• _SOURCE RECORDS_:
--- Start ---
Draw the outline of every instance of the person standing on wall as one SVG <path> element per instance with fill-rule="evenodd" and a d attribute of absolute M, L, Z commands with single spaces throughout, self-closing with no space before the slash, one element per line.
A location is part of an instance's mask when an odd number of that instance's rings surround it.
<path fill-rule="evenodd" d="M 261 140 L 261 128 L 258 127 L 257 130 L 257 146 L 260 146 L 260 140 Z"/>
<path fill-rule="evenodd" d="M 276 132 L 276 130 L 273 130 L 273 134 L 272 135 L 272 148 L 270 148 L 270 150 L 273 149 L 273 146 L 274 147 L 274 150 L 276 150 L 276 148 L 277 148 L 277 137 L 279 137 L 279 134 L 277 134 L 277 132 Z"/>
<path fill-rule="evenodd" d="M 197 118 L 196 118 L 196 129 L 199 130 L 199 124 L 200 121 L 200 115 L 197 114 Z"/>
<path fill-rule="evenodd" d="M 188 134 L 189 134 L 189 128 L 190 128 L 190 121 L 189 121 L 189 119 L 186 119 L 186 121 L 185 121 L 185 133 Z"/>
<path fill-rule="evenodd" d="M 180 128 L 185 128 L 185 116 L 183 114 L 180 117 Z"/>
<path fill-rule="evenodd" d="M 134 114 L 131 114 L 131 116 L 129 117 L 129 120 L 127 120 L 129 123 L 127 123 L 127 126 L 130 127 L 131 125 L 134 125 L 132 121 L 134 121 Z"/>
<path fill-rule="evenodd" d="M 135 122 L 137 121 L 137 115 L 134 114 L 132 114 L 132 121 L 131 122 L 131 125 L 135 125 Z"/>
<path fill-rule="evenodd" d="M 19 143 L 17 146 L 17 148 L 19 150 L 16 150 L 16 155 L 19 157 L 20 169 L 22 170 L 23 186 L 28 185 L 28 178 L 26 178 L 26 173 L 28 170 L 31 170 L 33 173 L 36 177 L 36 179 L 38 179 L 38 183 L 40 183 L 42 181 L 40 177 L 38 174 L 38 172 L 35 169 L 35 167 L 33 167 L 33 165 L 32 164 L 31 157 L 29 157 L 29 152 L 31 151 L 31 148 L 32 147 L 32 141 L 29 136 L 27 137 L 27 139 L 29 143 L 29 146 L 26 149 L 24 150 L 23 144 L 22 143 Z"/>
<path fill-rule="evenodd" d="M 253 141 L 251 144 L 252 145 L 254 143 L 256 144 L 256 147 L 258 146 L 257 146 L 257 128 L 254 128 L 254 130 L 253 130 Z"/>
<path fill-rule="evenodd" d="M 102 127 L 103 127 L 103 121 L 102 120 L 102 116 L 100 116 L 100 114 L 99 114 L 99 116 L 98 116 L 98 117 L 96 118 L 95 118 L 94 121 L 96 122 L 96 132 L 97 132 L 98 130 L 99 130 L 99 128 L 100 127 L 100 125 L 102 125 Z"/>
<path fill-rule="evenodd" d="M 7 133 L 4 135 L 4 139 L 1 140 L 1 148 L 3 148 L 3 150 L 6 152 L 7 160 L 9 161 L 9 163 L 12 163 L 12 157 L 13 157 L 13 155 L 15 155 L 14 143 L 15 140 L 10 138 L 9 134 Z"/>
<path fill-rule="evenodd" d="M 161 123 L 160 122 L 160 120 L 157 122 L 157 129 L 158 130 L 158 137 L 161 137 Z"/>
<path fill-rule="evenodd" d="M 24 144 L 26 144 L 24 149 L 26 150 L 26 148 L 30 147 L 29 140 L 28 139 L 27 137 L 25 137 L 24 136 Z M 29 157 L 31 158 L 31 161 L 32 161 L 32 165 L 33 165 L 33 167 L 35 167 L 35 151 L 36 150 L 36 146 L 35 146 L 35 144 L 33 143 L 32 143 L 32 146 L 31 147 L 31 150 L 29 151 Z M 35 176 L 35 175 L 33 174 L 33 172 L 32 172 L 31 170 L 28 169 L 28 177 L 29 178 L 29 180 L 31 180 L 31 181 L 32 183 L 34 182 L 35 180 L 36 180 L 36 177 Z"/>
--- End ---
• _WHAT IS REQUIRED_: Could you extract every line of the material above and reproduce each one unchanged, character for character?

• _COMPLETE OUTPUT_:
Draw the outline of every instance of the person standing on wall as one SVG <path> element per instance with fill-rule="evenodd" and a d attribute of absolute M, L, Z commands with single spaces throughout, self-closing with no space before the slash, one element per line.
A location is part of an instance's mask when an odd number of that instance's rings surround it.
<path fill-rule="evenodd" d="M 261 140 L 261 128 L 258 127 L 257 130 L 257 146 L 260 146 L 260 140 Z"/>
<path fill-rule="evenodd" d="M 276 132 L 276 130 L 273 130 L 273 134 L 272 135 L 272 148 L 270 148 L 270 150 L 273 149 L 273 146 L 274 147 L 274 150 L 276 150 L 276 148 L 277 148 L 277 137 L 279 137 L 279 134 L 277 134 L 277 132 Z"/>
<path fill-rule="evenodd" d="M 197 118 L 196 118 L 196 129 L 199 130 L 199 124 L 200 121 L 200 115 L 197 114 Z"/>
<path fill-rule="evenodd" d="M 188 134 L 189 134 L 189 128 L 190 128 L 190 121 L 189 121 L 189 119 L 186 119 L 186 121 L 185 121 L 185 133 Z"/>
<path fill-rule="evenodd" d="M 180 128 L 185 128 L 185 116 L 183 114 L 180 117 Z"/>
<path fill-rule="evenodd" d="M 134 114 L 131 114 L 131 116 L 129 117 L 129 120 L 127 120 L 129 123 L 127 123 L 127 126 L 130 127 L 131 125 L 134 125 L 132 121 L 134 121 Z"/>
<path fill-rule="evenodd" d="M 135 122 L 137 121 L 137 115 L 134 114 L 132 114 L 132 121 L 131 122 L 131 125 L 135 125 Z"/>
<path fill-rule="evenodd" d="M 19 143 L 17 146 L 17 148 L 19 150 L 16 150 L 16 155 L 19 157 L 20 169 L 22 170 L 23 186 L 28 185 L 28 178 L 26 178 L 26 173 L 28 170 L 31 170 L 33 173 L 36 177 L 36 179 L 38 179 L 38 183 L 40 183 L 42 181 L 40 177 L 38 174 L 38 172 L 35 169 L 35 167 L 33 167 L 33 165 L 32 164 L 31 157 L 29 157 L 29 152 L 31 151 L 31 148 L 32 147 L 32 141 L 29 136 L 27 137 L 27 139 L 29 143 L 29 146 L 26 149 L 24 150 L 23 144 L 22 143 Z"/>
<path fill-rule="evenodd" d="M 253 141 L 251 144 L 252 145 L 254 143 L 256 144 L 256 147 L 258 146 L 257 146 L 257 128 L 254 128 L 254 130 L 253 130 Z"/>
<path fill-rule="evenodd" d="M 102 127 L 103 127 L 103 121 L 102 120 L 102 116 L 100 116 L 100 114 L 99 114 L 99 116 L 98 116 L 98 117 L 96 118 L 95 118 L 94 121 L 96 122 L 96 132 L 97 132 L 98 130 L 99 130 L 99 128 L 100 127 L 100 125 L 102 125 Z"/>
<path fill-rule="evenodd" d="M 7 133 L 4 135 L 4 139 L 1 140 L 1 148 L 3 148 L 3 150 L 6 152 L 7 160 L 9 161 L 9 163 L 12 163 L 12 157 L 13 157 L 13 155 L 15 155 L 14 143 L 15 140 L 10 138 L 9 134 Z"/>
<path fill-rule="evenodd" d="M 161 123 L 160 122 L 160 120 L 157 122 L 157 129 L 158 130 L 158 137 L 161 137 Z"/>
<path fill-rule="evenodd" d="M 24 144 L 26 144 L 24 149 L 26 150 L 26 148 L 30 147 L 29 140 L 28 139 L 27 137 L 25 137 L 24 136 Z M 29 157 L 31 158 L 31 161 L 32 161 L 32 165 L 33 165 L 33 167 L 35 167 L 35 151 L 36 150 L 36 146 L 35 146 L 35 144 L 33 143 L 32 143 L 32 146 L 31 147 L 31 150 L 29 151 Z M 35 176 L 35 175 L 33 174 L 33 172 L 32 172 L 31 170 L 28 169 L 28 177 L 29 178 L 29 180 L 31 180 L 31 181 L 32 183 L 34 182 L 35 180 L 36 180 L 36 177 Z"/>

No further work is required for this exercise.